== Written request ==
Please count the lines below that contain the string "knit". Letter case matters, and the reply should be only the number.

== Stored data ==
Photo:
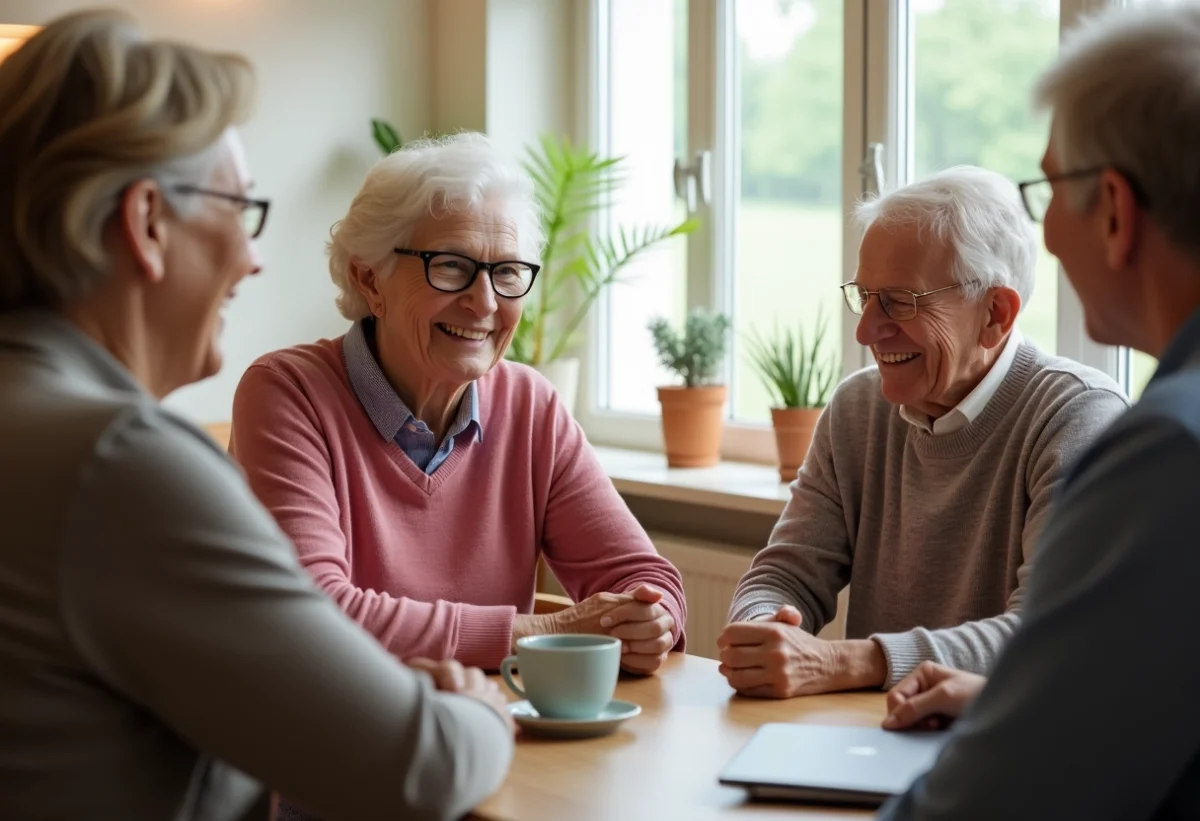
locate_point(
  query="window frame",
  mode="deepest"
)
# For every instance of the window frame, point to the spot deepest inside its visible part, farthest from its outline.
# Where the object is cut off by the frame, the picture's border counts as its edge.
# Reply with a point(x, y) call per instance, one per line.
point(877, 61)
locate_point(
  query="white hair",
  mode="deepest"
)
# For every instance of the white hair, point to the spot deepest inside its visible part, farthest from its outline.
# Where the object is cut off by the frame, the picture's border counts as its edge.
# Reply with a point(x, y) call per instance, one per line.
point(975, 213)
point(425, 178)
point(1125, 93)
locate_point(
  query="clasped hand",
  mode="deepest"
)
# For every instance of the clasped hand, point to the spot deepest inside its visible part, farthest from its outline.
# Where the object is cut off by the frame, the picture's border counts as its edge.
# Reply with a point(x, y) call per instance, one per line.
point(637, 618)
point(774, 658)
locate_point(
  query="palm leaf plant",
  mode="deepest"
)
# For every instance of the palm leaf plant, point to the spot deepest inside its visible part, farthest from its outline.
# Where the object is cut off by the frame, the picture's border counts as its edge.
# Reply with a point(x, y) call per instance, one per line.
point(574, 186)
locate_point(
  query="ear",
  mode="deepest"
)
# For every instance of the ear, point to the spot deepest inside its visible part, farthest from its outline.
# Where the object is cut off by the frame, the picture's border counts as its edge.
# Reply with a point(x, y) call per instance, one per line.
point(367, 283)
point(1117, 213)
point(1003, 305)
point(143, 222)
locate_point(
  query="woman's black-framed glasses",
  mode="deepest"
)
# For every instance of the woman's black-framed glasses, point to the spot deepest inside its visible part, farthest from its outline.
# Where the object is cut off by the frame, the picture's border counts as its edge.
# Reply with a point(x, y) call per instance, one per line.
point(899, 304)
point(253, 211)
point(451, 273)
point(1036, 195)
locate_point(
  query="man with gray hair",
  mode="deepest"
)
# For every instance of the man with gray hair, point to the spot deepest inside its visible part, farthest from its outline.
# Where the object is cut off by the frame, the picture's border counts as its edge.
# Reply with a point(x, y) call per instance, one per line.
point(931, 473)
point(1092, 711)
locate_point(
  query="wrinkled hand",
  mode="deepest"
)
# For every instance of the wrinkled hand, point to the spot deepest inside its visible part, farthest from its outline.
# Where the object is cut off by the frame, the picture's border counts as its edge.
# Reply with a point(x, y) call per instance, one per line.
point(453, 677)
point(774, 658)
point(645, 628)
point(930, 697)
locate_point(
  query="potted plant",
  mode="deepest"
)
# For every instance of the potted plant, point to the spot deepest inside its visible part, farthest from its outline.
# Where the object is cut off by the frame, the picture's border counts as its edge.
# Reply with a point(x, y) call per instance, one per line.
point(577, 263)
point(801, 379)
point(693, 413)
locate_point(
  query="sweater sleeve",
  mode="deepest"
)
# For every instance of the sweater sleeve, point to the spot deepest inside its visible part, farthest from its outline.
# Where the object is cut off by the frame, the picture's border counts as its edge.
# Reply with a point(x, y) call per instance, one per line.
point(1073, 424)
point(1091, 711)
point(183, 595)
point(592, 541)
point(279, 441)
point(808, 557)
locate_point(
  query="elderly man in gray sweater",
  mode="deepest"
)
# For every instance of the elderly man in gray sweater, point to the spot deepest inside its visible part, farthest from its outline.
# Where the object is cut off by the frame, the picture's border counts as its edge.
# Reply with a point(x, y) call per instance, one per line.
point(931, 473)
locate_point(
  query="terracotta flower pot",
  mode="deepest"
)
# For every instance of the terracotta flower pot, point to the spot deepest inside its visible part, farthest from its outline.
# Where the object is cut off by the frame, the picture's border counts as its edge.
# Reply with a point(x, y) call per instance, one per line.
point(793, 435)
point(693, 421)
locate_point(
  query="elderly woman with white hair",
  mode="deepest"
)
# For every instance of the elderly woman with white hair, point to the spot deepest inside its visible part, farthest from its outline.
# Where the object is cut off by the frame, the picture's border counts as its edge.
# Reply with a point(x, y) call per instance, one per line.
point(160, 646)
point(931, 473)
point(420, 474)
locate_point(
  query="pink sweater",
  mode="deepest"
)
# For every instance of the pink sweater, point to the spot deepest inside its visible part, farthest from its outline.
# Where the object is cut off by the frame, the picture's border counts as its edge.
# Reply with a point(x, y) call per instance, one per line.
point(438, 565)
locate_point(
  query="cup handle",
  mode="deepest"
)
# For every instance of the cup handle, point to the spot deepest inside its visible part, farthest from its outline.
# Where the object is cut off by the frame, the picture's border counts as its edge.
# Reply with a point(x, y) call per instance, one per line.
point(507, 673)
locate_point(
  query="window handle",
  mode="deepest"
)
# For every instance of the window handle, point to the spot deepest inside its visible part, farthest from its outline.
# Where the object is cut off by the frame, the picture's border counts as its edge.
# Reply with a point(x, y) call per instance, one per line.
point(871, 169)
point(694, 180)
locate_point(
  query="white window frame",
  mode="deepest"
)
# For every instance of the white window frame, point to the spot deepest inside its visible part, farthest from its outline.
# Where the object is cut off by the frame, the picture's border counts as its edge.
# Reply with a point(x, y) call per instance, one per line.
point(876, 52)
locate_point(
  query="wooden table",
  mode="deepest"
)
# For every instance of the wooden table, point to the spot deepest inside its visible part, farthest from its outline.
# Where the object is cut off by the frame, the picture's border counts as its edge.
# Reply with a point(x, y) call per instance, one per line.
point(664, 763)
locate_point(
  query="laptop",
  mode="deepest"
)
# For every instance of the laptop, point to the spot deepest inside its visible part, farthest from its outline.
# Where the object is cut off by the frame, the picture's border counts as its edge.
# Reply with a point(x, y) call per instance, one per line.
point(863, 766)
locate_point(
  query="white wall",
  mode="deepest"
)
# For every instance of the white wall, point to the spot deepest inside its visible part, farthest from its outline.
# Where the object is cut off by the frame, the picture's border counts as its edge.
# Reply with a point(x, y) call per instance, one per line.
point(532, 72)
point(324, 69)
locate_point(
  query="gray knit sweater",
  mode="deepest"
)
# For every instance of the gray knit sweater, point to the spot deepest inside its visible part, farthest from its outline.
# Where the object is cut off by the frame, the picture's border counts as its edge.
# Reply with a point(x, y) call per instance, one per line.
point(936, 532)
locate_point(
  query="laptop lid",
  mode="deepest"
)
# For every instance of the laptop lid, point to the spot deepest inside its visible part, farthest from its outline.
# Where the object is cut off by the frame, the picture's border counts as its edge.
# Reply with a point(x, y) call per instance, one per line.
point(832, 763)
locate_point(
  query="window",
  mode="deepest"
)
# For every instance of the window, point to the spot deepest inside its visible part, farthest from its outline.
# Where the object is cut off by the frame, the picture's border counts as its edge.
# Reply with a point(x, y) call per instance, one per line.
point(648, 129)
point(783, 112)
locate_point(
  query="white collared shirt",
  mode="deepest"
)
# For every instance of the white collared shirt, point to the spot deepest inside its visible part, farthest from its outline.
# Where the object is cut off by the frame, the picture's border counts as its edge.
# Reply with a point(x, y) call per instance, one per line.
point(973, 403)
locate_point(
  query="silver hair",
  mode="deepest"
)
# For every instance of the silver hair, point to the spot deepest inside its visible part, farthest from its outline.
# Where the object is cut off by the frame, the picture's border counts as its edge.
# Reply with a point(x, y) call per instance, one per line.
point(1125, 93)
point(975, 213)
point(87, 107)
point(425, 178)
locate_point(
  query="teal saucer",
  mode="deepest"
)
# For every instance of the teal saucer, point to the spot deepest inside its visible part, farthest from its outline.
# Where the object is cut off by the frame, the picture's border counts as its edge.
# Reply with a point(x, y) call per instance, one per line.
point(610, 718)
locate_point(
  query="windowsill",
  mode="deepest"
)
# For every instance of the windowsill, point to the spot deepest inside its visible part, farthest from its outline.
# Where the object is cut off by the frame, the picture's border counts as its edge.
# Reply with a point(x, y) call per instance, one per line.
point(729, 485)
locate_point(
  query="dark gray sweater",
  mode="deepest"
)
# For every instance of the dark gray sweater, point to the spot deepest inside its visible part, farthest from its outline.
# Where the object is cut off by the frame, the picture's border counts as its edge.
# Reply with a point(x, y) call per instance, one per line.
point(1093, 708)
point(936, 531)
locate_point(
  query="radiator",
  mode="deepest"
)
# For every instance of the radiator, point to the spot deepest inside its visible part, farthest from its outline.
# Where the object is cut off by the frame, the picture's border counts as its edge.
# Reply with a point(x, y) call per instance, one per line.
point(711, 573)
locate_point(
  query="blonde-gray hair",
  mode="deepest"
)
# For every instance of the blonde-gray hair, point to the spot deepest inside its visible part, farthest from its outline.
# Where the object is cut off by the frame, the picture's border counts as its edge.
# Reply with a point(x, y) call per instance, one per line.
point(427, 177)
point(1125, 93)
point(88, 106)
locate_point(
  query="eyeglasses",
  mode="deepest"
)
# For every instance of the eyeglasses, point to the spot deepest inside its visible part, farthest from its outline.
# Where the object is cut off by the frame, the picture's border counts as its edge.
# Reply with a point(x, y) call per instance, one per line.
point(899, 304)
point(451, 273)
point(1036, 195)
point(253, 211)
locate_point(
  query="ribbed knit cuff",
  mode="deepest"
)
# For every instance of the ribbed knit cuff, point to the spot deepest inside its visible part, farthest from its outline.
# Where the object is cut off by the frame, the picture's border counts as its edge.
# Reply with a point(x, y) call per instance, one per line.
point(679, 615)
point(903, 651)
point(485, 635)
point(757, 610)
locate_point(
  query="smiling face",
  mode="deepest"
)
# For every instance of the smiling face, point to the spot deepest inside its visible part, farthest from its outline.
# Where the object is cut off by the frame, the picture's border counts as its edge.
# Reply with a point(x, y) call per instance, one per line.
point(433, 340)
point(931, 361)
point(207, 255)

== Exercise answer ==
4